Source records
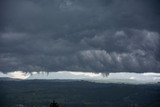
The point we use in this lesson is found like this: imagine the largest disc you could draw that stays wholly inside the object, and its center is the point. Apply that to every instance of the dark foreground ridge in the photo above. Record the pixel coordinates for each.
(41, 93)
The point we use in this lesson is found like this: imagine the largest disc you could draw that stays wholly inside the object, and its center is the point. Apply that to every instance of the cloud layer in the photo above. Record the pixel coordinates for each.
(92, 35)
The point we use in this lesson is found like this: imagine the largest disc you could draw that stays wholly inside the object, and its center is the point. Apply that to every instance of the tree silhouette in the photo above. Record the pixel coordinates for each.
(54, 104)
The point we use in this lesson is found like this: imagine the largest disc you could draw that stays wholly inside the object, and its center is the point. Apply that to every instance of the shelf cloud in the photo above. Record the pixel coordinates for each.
(87, 35)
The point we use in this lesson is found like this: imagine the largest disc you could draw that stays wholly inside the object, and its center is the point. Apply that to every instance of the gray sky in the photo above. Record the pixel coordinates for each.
(80, 35)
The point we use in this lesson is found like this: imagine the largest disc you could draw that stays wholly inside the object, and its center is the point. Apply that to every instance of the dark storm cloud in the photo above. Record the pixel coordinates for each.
(80, 35)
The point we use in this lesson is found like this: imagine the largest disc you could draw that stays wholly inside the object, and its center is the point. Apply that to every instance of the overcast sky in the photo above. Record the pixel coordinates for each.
(80, 35)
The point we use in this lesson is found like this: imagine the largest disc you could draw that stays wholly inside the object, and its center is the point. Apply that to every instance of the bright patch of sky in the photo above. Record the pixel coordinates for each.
(122, 77)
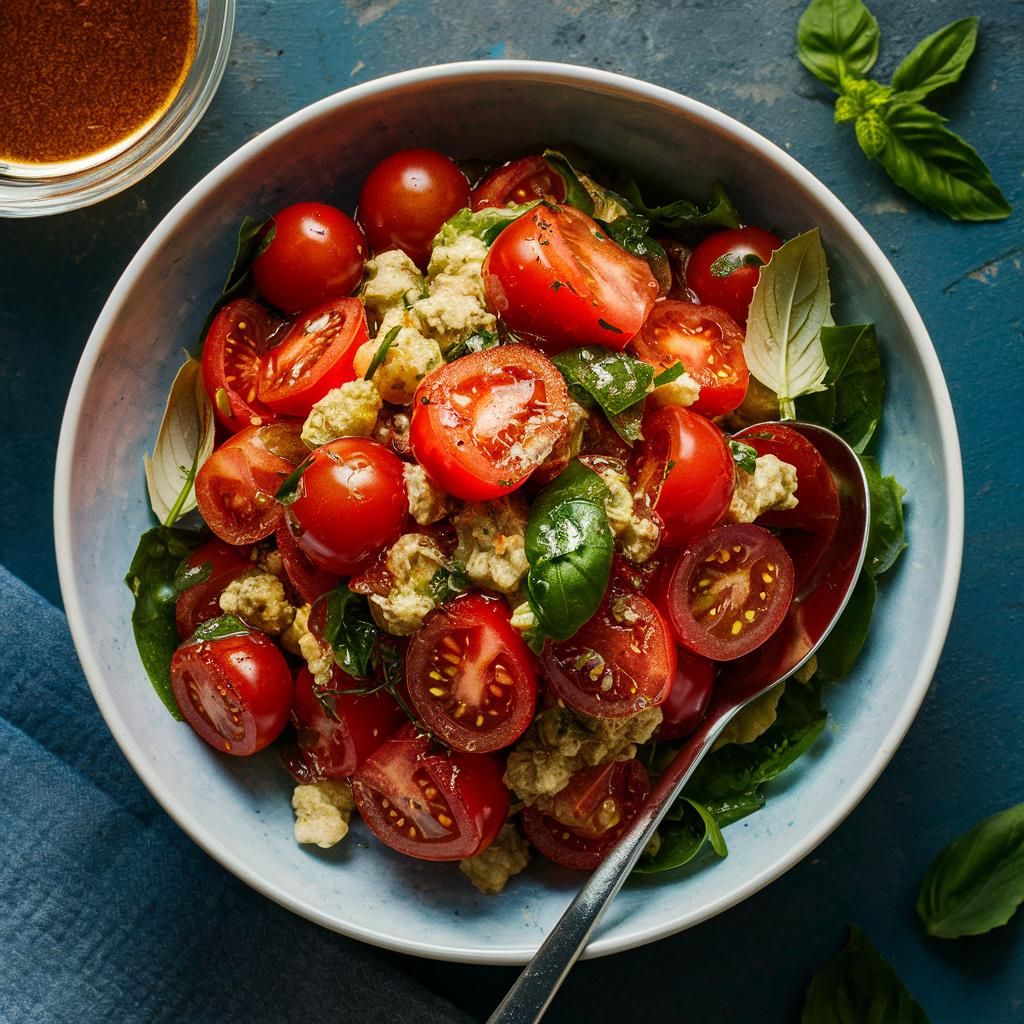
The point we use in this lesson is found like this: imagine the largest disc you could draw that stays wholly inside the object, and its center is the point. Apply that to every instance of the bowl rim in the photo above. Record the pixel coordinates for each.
(623, 936)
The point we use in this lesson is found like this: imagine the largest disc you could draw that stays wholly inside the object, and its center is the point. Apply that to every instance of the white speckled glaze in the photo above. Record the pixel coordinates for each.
(238, 810)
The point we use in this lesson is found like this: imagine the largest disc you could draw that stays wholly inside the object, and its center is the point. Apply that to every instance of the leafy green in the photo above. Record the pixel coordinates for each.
(153, 579)
(859, 987)
(977, 882)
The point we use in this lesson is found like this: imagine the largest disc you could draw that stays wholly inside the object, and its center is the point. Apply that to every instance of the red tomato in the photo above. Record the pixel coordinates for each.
(725, 267)
(470, 675)
(483, 423)
(685, 472)
(350, 504)
(579, 825)
(315, 254)
(730, 591)
(407, 198)
(708, 342)
(231, 361)
(554, 275)
(430, 804)
(617, 664)
(337, 731)
(687, 700)
(219, 564)
(519, 181)
(313, 357)
(235, 487)
(236, 691)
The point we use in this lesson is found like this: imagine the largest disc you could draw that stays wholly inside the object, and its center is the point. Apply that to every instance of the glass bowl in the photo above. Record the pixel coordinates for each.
(36, 195)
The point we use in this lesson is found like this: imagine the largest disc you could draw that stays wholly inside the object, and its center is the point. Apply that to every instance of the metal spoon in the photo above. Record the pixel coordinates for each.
(743, 681)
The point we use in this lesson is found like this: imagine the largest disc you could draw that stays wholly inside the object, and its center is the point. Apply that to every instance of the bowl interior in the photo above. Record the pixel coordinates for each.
(239, 810)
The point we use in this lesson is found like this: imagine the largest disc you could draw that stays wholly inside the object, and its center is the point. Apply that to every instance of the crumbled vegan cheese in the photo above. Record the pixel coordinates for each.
(507, 856)
(258, 599)
(493, 543)
(323, 812)
(771, 485)
(349, 411)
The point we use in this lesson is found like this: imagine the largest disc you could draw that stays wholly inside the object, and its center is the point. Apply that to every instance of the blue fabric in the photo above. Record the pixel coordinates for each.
(110, 911)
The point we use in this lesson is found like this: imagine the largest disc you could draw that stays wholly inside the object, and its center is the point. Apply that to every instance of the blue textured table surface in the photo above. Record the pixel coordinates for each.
(964, 757)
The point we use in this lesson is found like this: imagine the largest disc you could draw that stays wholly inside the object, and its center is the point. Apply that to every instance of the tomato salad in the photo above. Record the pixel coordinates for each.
(478, 520)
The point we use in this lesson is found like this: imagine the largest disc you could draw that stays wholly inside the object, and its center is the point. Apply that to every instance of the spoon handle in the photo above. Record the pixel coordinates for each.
(536, 987)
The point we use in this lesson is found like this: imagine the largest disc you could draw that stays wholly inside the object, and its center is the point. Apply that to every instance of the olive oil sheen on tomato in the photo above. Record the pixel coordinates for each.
(81, 78)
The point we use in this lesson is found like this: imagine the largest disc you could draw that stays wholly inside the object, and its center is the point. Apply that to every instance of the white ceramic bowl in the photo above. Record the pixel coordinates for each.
(238, 810)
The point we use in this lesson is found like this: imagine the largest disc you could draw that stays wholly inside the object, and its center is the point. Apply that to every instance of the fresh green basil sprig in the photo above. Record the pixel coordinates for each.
(838, 42)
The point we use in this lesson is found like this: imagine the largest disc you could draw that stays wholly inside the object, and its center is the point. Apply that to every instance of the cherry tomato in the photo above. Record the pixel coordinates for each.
(729, 591)
(407, 198)
(470, 675)
(337, 731)
(555, 276)
(708, 342)
(315, 254)
(519, 181)
(580, 824)
(350, 504)
(684, 471)
(313, 357)
(235, 487)
(231, 359)
(483, 423)
(430, 804)
(617, 664)
(683, 709)
(725, 267)
(235, 691)
(217, 564)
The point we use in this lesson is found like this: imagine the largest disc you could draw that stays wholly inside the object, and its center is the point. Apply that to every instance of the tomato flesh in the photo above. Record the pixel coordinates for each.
(470, 675)
(430, 804)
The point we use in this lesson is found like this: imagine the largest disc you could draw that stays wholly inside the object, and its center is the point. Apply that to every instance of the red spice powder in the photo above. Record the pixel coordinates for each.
(80, 76)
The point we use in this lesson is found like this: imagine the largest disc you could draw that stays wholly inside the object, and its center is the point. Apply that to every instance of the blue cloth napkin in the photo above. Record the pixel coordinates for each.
(110, 913)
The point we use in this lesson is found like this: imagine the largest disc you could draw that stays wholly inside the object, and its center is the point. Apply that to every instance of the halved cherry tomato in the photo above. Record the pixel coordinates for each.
(580, 824)
(350, 503)
(235, 487)
(235, 691)
(730, 591)
(231, 361)
(337, 731)
(684, 471)
(313, 357)
(428, 803)
(315, 254)
(407, 198)
(621, 662)
(555, 275)
(470, 675)
(519, 181)
(218, 564)
(725, 267)
(483, 423)
(708, 342)
(683, 709)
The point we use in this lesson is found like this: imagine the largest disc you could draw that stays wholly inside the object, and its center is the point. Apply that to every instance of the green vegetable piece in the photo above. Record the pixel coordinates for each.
(859, 987)
(838, 40)
(977, 882)
(153, 579)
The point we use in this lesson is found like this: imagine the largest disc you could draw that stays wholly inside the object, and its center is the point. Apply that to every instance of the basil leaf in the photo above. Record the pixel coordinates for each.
(790, 307)
(937, 167)
(153, 577)
(937, 60)
(977, 882)
(859, 987)
(838, 39)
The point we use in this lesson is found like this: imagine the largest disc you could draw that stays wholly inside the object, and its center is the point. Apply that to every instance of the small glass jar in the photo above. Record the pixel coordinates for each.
(38, 192)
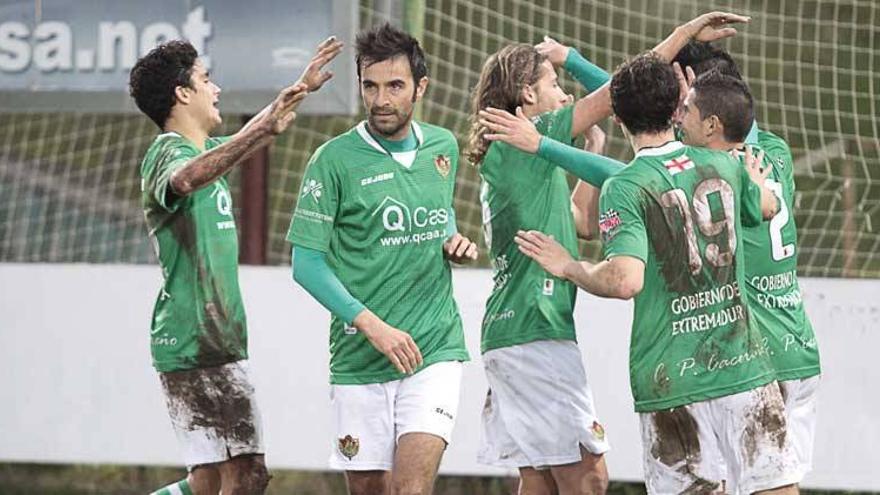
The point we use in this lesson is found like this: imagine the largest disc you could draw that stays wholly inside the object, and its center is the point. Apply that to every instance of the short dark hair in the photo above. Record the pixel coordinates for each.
(645, 94)
(703, 57)
(729, 99)
(386, 41)
(156, 75)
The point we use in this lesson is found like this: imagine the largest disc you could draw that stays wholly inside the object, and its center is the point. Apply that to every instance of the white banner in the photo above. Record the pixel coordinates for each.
(77, 384)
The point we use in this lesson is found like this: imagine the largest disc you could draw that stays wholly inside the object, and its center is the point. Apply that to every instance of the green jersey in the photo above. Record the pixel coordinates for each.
(381, 217)
(521, 191)
(680, 210)
(774, 295)
(198, 320)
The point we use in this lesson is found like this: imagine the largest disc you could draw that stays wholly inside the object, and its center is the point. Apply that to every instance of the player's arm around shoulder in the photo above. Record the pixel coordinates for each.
(456, 248)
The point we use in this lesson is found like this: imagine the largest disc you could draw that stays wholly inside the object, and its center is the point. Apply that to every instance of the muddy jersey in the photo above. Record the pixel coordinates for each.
(522, 191)
(198, 320)
(681, 210)
(382, 218)
(774, 294)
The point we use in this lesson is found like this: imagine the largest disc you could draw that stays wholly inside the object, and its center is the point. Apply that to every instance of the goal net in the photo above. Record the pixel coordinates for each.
(69, 187)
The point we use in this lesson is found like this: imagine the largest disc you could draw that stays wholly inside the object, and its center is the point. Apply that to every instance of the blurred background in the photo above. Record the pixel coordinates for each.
(77, 287)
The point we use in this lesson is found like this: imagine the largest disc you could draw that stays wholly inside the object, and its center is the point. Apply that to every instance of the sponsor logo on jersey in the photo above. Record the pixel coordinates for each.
(444, 413)
(598, 431)
(608, 223)
(443, 165)
(349, 446)
(413, 225)
(678, 165)
(313, 188)
(366, 181)
(224, 206)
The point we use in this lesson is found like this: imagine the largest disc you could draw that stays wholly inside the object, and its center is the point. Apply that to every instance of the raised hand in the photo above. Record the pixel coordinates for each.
(542, 248)
(459, 249)
(555, 51)
(281, 113)
(517, 131)
(314, 76)
(714, 26)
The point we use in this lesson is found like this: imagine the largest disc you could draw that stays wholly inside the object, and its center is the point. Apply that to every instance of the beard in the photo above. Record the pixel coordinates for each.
(391, 121)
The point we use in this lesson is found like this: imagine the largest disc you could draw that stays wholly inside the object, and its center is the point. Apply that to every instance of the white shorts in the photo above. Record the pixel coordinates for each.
(800, 398)
(213, 412)
(371, 418)
(539, 408)
(741, 438)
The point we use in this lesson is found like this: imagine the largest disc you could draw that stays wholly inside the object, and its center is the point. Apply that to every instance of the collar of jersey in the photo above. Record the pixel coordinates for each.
(365, 135)
(670, 147)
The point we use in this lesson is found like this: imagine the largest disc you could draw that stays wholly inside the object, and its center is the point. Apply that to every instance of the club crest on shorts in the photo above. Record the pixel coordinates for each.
(349, 446)
(443, 165)
(598, 431)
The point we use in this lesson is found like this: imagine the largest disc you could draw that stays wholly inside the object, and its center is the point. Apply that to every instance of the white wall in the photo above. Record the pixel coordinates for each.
(77, 385)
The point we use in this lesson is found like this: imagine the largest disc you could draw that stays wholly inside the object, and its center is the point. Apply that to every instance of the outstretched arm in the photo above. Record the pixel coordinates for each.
(621, 277)
(519, 132)
(596, 106)
(259, 131)
(585, 197)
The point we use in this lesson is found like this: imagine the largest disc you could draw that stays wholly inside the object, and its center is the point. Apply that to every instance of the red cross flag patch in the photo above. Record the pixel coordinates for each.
(678, 165)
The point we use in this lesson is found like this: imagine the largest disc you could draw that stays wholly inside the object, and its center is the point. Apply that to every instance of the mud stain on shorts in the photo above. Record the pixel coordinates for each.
(212, 398)
(677, 445)
(765, 423)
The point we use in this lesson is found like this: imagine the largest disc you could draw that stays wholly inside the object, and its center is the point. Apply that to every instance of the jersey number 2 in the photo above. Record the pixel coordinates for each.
(779, 251)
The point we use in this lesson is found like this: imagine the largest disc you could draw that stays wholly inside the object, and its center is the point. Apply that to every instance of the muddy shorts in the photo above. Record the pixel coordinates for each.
(741, 439)
(370, 418)
(539, 409)
(213, 412)
(800, 398)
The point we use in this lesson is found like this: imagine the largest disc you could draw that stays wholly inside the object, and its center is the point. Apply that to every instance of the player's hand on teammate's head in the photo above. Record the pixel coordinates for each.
(281, 114)
(544, 249)
(515, 130)
(714, 26)
(315, 76)
(555, 51)
(460, 249)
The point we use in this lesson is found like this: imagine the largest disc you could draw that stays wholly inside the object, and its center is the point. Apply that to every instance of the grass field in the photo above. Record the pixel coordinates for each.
(44, 479)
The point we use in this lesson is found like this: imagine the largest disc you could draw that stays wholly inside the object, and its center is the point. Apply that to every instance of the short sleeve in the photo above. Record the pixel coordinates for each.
(157, 175)
(622, 220)
(317, 205)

WHAT THE EXERCISE ASKS: Output nothing but the lines from the one containing "the player's hand" through the last line of the data, exactly as they stand.

RESULT BELOW:
The point we use in this lesson is found like this: imagine the largest disc you could draw that stays wholly inside the object, and its center is the point. Apply that to every instance of the player's hand on teammate's head in the photo above. Record the pixel coordinates for each.
(281, 114)
(544, 249)
(515, 130)
(714, 26)
(315, 76)
(555, 51)
(460, 249)
The point we use in this lesson is found like this: imagine the largest disc you could draw that stays wholly inside the object, and its center is the point. Apply that to every instance of the grass field in the photo above. Record the pixel coordinates for each.
(44, 479)
The point we use in this lesson is found like this: imagine the largest disc you could draw that stays wholly inside the object, and its center is the point. Apply that to every instance of the short sleeve in the photo above. Record the pixel coordinates for each.
(157, 175)
(622, 220)
(317, 205)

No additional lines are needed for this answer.